Musically, I am drawn to Adam’s two-note bass line. This is most likely the simplest bass performance of any U2 song, but its simplicity mirrors the plodding determination of the people in these victimized countries to resist being overcome – militarily, if Larry’s drumbeat is any indication.

Running to Stand Still

Dublin’s teenage population was ravaged in the early 1980’s by rampant heroin addiction. Seeing first-hand what the drug was doing to the city’s youth, Bono was moved to write a few songs of hope dedicated to this tragedy. Bad from The Unforgettable Fire is the first one, and Running to Stand Still is the second.

An understated song, it is the beautiful story of a young girl looking to break free from this terrible addiction. She realizes that her generation is being eaten alive by this plague, and vows to cleanse herself:

And so she woke up
Woke up from where she was
Lying still
Said I gotta do something
About where we're going

The album version, although powerful in itself, does not do justice to the live performance of the song. Do yourself a favor and find a version of U2’s rendition of this song in Sydney during the Zoo TV tour. I get chills just thinking about it.
___
= EXERCISE 1 =
Rewrite the part of the piece on U2 songs that opens with the words containing "Musically, I am" and closes with "is the second.", putting "opioid" in place of "heroin".
= EXERCISE 2 =
According to the piece on U2 songs, which album is "Bad" from?

= MATERIAL =
___
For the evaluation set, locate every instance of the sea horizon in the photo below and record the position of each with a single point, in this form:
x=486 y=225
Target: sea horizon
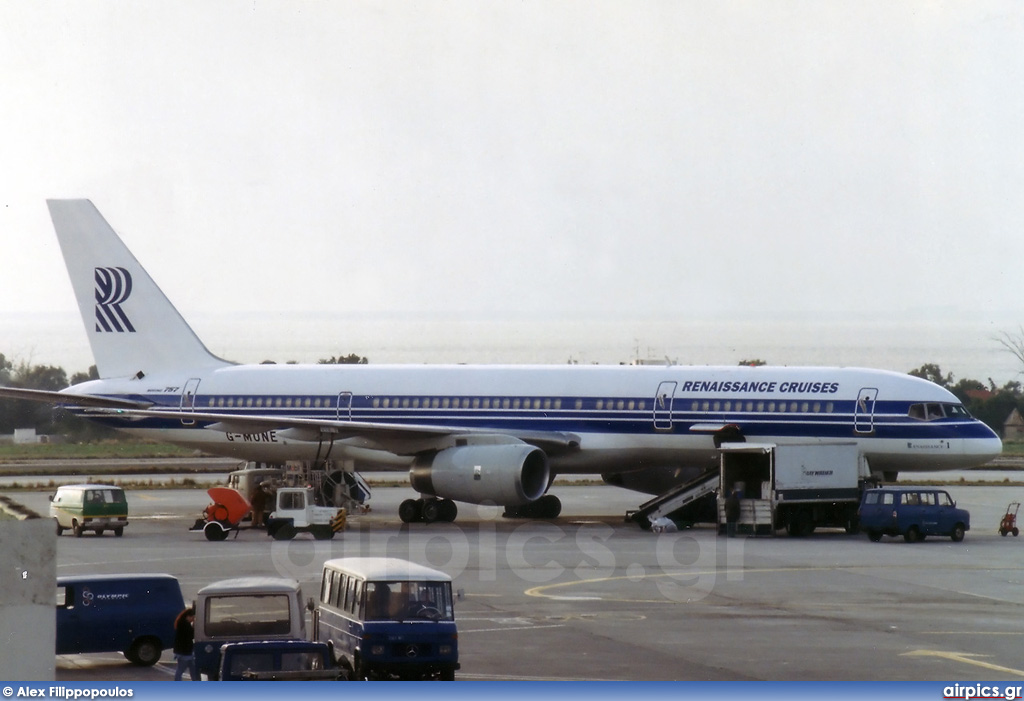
___
= CORRECT RESPONSE 1 =
Musically, I am drawn to Adam’s two-note bass line. This is most likely the simplest bass performance of any U2 song, but its simplicity mirrors the plodding determination of the people in these victimized countries to resist being overcome – militarily, if Larry’s drumbeat is any indication.

Running to Stand Still

Dublin’s teenage population was ravaged in the early 1980’s by rampant opioid addiction. Seeing first-hand what the drug was doing to the city’s youth, Bono was moved to write a few songs of hope dedicated to this tragedy. Bad from The Unforgettable Fire is the first one, and Running to Stand Still is the second.

= CORRECT RESPONSE 2 =
The Unforgettable Fire